[[ MATERIAL SHOWN, beginning ]]

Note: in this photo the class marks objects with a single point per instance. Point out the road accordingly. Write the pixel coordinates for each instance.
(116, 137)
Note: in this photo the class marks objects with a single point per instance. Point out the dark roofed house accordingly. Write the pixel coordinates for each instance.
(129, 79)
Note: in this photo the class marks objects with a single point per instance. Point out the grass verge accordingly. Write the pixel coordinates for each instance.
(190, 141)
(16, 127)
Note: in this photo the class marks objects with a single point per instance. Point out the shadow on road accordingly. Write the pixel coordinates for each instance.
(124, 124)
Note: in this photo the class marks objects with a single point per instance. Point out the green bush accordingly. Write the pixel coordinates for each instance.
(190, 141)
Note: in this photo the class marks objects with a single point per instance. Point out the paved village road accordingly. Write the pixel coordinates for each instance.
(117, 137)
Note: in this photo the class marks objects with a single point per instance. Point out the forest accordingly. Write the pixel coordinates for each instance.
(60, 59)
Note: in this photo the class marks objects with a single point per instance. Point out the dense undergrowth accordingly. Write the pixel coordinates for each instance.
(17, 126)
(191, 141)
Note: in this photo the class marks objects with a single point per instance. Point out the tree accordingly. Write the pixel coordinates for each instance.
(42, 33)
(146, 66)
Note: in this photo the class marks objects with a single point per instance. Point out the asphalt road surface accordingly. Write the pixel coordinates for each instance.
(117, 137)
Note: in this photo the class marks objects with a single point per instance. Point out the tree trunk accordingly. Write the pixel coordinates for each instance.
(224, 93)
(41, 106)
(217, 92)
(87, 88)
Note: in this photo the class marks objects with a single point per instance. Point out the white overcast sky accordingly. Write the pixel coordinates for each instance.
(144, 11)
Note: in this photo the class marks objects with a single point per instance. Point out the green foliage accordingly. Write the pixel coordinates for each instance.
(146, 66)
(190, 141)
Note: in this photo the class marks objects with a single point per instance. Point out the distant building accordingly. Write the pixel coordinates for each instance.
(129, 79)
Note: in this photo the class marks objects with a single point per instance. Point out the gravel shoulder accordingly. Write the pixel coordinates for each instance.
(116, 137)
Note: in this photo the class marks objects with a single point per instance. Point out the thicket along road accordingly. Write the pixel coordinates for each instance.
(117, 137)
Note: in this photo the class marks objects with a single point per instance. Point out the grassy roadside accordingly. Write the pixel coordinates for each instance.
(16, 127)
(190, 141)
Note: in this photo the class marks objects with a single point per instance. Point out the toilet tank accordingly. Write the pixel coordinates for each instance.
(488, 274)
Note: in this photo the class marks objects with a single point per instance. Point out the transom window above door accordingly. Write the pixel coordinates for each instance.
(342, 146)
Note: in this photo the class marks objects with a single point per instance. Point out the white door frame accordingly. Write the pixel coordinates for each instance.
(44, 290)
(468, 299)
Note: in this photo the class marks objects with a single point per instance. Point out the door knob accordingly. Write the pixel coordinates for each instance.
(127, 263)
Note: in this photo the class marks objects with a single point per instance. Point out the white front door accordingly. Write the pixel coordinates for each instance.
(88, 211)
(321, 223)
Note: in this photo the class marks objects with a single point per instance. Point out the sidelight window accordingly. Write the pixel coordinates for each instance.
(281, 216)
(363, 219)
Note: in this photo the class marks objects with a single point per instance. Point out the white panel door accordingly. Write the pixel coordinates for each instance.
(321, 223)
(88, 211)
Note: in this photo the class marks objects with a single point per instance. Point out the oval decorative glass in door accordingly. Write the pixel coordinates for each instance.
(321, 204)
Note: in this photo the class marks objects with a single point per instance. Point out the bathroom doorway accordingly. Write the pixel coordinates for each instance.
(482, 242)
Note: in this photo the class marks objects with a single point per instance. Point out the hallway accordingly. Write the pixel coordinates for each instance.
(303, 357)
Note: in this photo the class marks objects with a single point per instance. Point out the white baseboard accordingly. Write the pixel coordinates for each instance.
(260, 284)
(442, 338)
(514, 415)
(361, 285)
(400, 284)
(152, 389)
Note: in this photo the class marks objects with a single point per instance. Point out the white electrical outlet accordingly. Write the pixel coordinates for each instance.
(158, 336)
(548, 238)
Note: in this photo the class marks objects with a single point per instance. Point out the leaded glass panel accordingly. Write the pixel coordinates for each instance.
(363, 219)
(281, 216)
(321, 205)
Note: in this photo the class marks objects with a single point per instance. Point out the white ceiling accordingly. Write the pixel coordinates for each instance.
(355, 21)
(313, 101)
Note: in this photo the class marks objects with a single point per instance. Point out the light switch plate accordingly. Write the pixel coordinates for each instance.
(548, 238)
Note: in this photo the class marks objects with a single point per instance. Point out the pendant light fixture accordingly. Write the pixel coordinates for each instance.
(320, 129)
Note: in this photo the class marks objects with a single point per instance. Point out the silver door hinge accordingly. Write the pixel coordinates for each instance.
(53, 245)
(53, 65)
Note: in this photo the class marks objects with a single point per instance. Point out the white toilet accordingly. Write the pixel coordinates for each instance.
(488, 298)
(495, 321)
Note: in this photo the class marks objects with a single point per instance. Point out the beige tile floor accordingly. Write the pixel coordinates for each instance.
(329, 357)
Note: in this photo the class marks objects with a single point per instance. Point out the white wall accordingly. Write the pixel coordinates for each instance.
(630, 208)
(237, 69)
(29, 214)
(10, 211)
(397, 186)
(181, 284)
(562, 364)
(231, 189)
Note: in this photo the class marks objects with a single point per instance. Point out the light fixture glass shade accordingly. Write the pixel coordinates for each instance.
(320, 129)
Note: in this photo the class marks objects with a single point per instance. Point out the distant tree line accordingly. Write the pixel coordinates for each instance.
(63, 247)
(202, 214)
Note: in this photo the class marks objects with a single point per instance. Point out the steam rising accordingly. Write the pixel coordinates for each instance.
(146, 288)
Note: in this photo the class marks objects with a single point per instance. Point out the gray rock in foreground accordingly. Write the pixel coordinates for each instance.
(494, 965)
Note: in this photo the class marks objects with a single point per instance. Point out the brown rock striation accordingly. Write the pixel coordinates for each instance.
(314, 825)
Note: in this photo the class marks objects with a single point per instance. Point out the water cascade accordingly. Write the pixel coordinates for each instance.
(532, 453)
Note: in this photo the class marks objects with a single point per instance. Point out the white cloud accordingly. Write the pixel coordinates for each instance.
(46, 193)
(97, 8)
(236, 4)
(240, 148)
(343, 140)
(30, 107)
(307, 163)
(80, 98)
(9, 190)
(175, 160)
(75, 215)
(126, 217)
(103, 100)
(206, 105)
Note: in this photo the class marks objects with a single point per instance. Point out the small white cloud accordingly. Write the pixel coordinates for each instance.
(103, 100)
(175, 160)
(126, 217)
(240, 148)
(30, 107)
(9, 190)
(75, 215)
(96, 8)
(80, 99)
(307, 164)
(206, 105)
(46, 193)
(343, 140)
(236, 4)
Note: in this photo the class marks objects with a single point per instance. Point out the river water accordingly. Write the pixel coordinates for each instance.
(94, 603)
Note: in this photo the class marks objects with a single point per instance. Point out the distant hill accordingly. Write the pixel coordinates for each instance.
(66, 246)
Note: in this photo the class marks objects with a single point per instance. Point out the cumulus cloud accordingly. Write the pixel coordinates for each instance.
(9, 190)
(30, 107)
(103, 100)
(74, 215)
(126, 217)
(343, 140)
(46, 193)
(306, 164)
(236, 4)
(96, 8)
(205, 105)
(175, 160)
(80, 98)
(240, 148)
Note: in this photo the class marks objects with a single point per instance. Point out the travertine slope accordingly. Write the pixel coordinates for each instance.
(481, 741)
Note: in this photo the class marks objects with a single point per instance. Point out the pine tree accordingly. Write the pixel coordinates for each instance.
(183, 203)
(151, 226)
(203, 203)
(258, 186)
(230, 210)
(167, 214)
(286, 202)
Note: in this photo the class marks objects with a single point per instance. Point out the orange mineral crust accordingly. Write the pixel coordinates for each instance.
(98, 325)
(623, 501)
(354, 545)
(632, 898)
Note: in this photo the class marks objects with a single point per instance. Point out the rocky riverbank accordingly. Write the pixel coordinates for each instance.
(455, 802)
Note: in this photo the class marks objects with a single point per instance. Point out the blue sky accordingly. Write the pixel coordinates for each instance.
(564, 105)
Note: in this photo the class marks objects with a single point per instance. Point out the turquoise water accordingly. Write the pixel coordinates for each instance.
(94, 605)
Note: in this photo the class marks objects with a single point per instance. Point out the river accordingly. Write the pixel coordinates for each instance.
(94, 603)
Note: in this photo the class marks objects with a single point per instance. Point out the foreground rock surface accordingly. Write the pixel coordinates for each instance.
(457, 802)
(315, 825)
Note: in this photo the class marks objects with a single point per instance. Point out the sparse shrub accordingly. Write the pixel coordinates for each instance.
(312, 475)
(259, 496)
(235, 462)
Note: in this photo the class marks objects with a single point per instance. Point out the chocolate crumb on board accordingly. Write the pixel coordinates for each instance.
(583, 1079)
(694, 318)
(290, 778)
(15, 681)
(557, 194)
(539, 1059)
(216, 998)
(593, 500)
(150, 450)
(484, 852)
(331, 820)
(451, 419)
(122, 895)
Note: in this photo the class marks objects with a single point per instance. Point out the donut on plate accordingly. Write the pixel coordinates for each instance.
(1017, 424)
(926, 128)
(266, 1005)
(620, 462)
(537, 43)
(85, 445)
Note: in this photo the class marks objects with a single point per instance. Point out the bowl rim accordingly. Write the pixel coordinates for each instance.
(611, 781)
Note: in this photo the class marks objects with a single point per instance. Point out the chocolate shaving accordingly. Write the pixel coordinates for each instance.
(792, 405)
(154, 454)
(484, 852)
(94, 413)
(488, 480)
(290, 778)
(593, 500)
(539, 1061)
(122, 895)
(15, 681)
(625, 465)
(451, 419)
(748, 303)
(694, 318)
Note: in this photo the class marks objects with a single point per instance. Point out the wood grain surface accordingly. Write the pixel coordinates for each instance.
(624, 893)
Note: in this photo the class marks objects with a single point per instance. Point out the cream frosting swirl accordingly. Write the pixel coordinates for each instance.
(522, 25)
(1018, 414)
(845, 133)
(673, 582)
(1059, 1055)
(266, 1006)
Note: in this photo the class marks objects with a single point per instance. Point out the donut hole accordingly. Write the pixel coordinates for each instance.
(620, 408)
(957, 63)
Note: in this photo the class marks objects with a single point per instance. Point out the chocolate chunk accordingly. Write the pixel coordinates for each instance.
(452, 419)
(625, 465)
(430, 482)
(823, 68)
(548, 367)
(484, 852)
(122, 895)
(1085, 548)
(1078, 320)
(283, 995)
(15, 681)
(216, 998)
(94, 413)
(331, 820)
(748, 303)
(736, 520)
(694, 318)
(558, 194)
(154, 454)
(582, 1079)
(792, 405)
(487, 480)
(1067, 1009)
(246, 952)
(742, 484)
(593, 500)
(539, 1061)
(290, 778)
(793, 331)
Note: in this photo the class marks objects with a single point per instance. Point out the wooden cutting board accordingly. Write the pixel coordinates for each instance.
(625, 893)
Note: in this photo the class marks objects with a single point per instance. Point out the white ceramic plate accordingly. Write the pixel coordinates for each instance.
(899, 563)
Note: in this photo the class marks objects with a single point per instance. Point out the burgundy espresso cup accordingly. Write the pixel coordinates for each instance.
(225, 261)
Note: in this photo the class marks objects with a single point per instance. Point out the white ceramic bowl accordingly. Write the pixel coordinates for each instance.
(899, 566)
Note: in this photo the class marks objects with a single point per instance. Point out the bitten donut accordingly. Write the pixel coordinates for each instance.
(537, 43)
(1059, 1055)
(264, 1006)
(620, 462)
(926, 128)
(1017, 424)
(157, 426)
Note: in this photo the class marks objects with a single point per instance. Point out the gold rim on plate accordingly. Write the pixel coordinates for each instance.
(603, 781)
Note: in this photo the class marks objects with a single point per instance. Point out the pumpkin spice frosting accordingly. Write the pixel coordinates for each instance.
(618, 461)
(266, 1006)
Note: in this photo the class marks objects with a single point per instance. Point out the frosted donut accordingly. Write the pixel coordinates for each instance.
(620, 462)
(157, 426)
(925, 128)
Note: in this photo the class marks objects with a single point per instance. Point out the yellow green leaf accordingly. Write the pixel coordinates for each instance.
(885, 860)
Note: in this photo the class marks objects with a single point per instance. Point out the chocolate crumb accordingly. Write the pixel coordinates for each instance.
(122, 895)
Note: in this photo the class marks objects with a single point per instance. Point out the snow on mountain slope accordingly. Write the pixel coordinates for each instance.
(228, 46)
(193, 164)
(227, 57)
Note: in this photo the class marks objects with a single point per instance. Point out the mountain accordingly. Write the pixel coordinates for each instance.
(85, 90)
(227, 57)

[[ MATERIAL SHOWN, end ]]

▶ **EXERCISE DETAILS**:
Your reply should be nothing but the lines from the one containing "out the snow" through the last line above, copied exactly; please include both ends.

▶ **TASK SOLUTION**:
Note: in this photo the class marks objects with a single point per instance. Point out the snow on mountain slope accordingly. Write the pixel coordinates for each instance.
(228, 46)
(193, 164)
(227, 57)
Note: in this photo the class marks objects with a single point per instance. Point out the mountain accordingly. Write the pixel coordinates for each instance.
(85, 90)
(227, 57)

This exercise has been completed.